Exercise requirements:
1 > What recruiting slogan does the biography credit McLemore with coining?
2 > Rewrite the biography's paragraph beginning "McLemore was born in Murfreesboro" as a short bulleted list that keeps its main facts.

** Opening Extract provided block **

Albert Sidney McLemore (May 23, 1869—July 13, 1921) was an American officer serving in the United States Marine Corps during the Spanish–American War. He was approved to receive the Marine Corps Brevet Medal for bravery but died before it could be presented.

==Biography==
McLemore was born in Murfreesboro, Tennessee on May 23, 1869, the son of William Sugars McLemore. After graduating from the United States Naval Academy in 1891 he accepted a commission in the United States Marine Corps. McLemore served in the Spanish–American War and during World War I was the officer in Charge of Marine Corps recruiting. He was approved to receive the Brevet Medal for gallantry in the Spanish–American War, but died before it could be presented. Since the brevet medal was not presented posthumously it was never given to his family and instead placed on display in the National Museum.

Major McLemore is credited with coining the Marine Corps recruiting slogan "First to Fight" ca. 1911 while assigned to the Marine Corps Recruiting Service. This phrase became part of the lyrics of The Marines Hymn.

He died at the Naval Hospital at Mare Island in Vallejo, California, on July 13, 1921, and is buried in Arlington National Cemetery.

** Closing Extract provided block **
** Opening Raw data block **

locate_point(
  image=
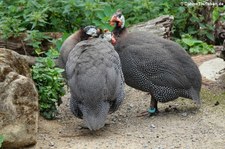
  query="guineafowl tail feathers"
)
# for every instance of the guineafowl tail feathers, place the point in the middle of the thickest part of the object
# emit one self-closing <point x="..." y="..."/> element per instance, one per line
<point x="195" y="95"/>
<point x="95" y="117"/>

** Closing Raw data block **

Responses for each task:
1 > "First to Fight"

2 >
- Born in Murfreesboro, Tennessee, on May 23, 1869, son of William Sugars McLemore
- Graduated from the United States Naval Academy in 1891 and took a commission in the Marine Corps
- Served in the Spanish–American War
- Was officer in charge of Marine Corps recruiting during World War I
- Approved for the Brevet Medal for gallantry in the Spanish–American War but died before it was presented
- The medal, not given posthumously, never went to his family and was put on display in the National Museum